- WORK ORDER -
Below is a listing; copy all of it exactly.

(LISTED RECORDS)

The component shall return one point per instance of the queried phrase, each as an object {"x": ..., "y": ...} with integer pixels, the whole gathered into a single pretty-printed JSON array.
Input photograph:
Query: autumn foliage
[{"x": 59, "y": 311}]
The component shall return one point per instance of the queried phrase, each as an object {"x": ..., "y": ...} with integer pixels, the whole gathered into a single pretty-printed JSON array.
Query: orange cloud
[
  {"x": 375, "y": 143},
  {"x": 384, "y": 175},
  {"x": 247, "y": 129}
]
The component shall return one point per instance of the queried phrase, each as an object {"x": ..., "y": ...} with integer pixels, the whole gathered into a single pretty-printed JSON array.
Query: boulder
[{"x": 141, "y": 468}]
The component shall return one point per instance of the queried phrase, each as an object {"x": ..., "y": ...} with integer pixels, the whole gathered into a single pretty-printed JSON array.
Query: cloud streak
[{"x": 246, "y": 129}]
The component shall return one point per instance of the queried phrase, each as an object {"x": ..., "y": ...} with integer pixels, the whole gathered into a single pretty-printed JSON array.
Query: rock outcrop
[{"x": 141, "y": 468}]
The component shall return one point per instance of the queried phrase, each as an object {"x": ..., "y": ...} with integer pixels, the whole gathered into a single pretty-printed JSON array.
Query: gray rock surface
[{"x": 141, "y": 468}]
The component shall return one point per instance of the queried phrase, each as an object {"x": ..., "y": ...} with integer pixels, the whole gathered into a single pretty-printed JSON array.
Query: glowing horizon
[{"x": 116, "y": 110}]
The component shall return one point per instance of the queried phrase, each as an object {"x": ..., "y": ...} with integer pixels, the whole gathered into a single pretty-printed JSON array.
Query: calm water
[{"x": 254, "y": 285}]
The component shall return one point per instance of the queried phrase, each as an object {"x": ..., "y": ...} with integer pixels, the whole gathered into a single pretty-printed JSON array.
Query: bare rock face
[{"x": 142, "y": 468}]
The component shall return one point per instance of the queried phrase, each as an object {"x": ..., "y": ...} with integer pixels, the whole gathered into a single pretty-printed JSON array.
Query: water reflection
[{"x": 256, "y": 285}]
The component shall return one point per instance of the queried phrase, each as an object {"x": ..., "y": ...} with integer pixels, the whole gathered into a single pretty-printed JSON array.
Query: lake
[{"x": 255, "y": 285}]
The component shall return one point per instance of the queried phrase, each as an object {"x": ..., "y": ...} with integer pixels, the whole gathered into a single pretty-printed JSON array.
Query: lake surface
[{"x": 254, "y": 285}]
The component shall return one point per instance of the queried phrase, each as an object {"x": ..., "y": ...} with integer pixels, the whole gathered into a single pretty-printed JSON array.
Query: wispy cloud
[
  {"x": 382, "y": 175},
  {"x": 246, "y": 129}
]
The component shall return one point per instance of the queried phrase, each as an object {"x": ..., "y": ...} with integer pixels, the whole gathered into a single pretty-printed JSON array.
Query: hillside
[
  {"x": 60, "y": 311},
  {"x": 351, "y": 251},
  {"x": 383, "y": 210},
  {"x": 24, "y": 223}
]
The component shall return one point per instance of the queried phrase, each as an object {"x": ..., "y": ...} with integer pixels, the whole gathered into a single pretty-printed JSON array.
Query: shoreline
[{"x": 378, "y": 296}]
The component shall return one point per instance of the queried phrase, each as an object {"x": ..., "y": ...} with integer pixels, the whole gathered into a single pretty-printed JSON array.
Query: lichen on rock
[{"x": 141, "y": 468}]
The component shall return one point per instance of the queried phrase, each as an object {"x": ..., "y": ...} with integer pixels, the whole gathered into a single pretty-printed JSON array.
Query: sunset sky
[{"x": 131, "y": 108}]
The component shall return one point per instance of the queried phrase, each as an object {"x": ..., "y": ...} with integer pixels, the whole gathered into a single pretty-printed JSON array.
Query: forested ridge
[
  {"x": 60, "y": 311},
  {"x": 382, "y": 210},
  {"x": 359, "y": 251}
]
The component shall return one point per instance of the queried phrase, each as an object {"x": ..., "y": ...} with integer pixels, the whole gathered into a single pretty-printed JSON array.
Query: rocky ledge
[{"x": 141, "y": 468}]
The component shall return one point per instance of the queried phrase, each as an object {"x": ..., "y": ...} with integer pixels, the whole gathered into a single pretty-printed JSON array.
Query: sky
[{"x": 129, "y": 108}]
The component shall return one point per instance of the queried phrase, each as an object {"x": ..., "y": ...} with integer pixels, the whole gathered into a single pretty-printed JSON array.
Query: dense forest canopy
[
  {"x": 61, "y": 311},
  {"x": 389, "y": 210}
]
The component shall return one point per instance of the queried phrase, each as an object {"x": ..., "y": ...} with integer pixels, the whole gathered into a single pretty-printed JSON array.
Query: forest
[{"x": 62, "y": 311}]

(End LISTED RECORDS)

- EXERCISE ANSWER -
The component shall return one point per instance of the queried phrase, each as an object {"x": ..., "y": ...} with integer pixels, the whole gathered into a single pretty-printed JSON array.
Input photograph:
Query: autumn foliage
[{"x": 59, "y": 311}]
The component shall return one point per instance of the queried phrase, each as an object {"x": ..., "y": ...} with integer pixels, the whole gathered into a single pretty-printed JSON array.
Query: orange cloud
[
  {"x": 375, "y": 143},
  {"x": 384, "y": 175},
  {"x": 247, "y": 129}
]
The component shall return one point per instance of the queried phrase, each as an object {"x": ..., "y": ...} with integer pixels, the whole gathered into a single pretty-printed JSON array.
Query: boulder
[{"x": 141, "y": 468}]
The component shall return one point per instance of the queried phrase, each as an object {"x": ..., "y": ...} with integer pixels, the whole gathered into a single pretty-printed JSON array.
Query: cloud streak
[{"x": 246, "y": 129}]
The component shall return one point per instance of the queried phrase, each as an object {"x": ..., "y": ...} with integer pixels, the whole gathered into a single pretty-printed JSON array.
Query: rock outcrop
[{"x": 141, "y": 468}]
The component shall return one point per instance of the queried phrase, each as an object {"x": ..., "y": ...} with integer pixels, the whole gathered into a single pretty-printed JSON array.
Query: gray rock surface
[{"x": 141, "y": 468}]
The component shall return one point per instance of the queried phrase, each as an object {"x": ..., "y": ...} with integer pixels, the whole gathered into a single pretty-printed JSON array.
Query: glowing horizon
[{"x": 116, "y": 110}]
The component shall return one point per instance of the queried phrase, each as an object {"x": ..., "y": ...} with integer pixels, the whole gathered into a single pretty-printed JSON array.
Query: calm water
[{"x": 254, "y": 285}]
The component shall return one point per instance of the queried phrase, each as an object {"x": ..., "y": ...} with integer pixels, the whole gathered into a single pretty-printed JSON array.
Query: bare rock face
[{"x": 142, "y": 468}]
The component shall return one point per instance of the queried phrase, each as an object {"x": ..., "y": ...} with integer pixels, the whole gathered into a single pretty-printed JSON array.
Query: water reflection
[{"x": 256, "y": 285}]
The component shall return one point per instance of the queried phrase, each as an object {"x": ..., "y": ...} with integer pixels, the whole gathered into a single pretty-printed JSON array.
Query: lake
[{"x": 255, "y": 285}]
The component shall return one point per instance of the queried phrase, each as an object {"x": ..., "y": ...} with integer pixels, the whole gathered into a single pretty-printed JSON array.
Query: lake surface
[{"x": 254, "y": 285}]
The component shall return one point per instance of the queried phrase, each as an object {"x": ..., "y": ...} with integer pixels, the whole gathered into a single pretty-printed JSON array.
Query: wispy cloud
[
  {"x": 382, "y": 175},
  {"x": 246, "y": 129}
]
The component shall return one point per instance of the queried phrase, each as an object {"x": ..., "y": ...} with integer pixels, the whole gathered into a single pretty-printed JSON array.
Query: hillside
[
  {"x": 60, "y": 311},
  {"x": 351, "y": 251},
  {"x": 383, "y": 210},
  {"x": 24, "y": 223}
]
The component shall return one point per instance of the queried phrase, each as an object {"x": ..., "y": ...} with integer pixels, the whole gathered into a single pretty-printed JSON array.
Query: shoreline
[{"x": 378, "y": 296}]
The component shall return one point per instance of the queried phrase, each as an object {"x": ..., "y": ...} with integer pixels, the whole gathered into a single pretty-printed JSON array.
Query: lichen on rock
[{"x": 141, "y": 468}]
The component shall return one point per instance of the queried phrase, each as an object {"x": ..., "y": ...} with integer pixels, the whole gathered into a single pretty-printed JSON array.
Query: sunset sky
[{"x": 131, "y": 108}]
The component shall return one point per instance of the queried phrase, each as an object {"x": ..., "y": ...} with integer pixels, the whole gathered into a single pretty-printed JSON array.
Query: forested ridge
[
  {"x": 60, "y": 311},
  {"x": 382, "y": 210},
  {"x": 359, "y": 251}
]
The component shall return one point per instance of the queried phrase, each as an object {"x": ..., "y": ...} with integer pixels, the whole gathered into a single pretty-printed JSON array.
Query: rocky ledge
[{"x": 141, "y": 468}]
The component shall return one point per instance of the queried phrase, each as an object {"x": ..., "y": ...} with integer pixels, the whole gathered into a single pretty-printed JSON array.
Query: sky
[{"x": 129, "y": 108}]
The component shall return one point per instance of the queried phrase, each as an object {"x": ..., "y": ...} with integer pixels, the whole gathered into a single pretty-printed JSON array.
Query: dense forest canopy
[
  {"x": 61, "y": 311},
  {"x": 389, "y": 210}
]
The component shall return one point per instance of the queried phrase, each as an object {"x": ..., "y": ...} with integer pixels, the whole gathered into a single pretty-printed JSON array.
Query: forest
[{"x": 62, "y": 311}]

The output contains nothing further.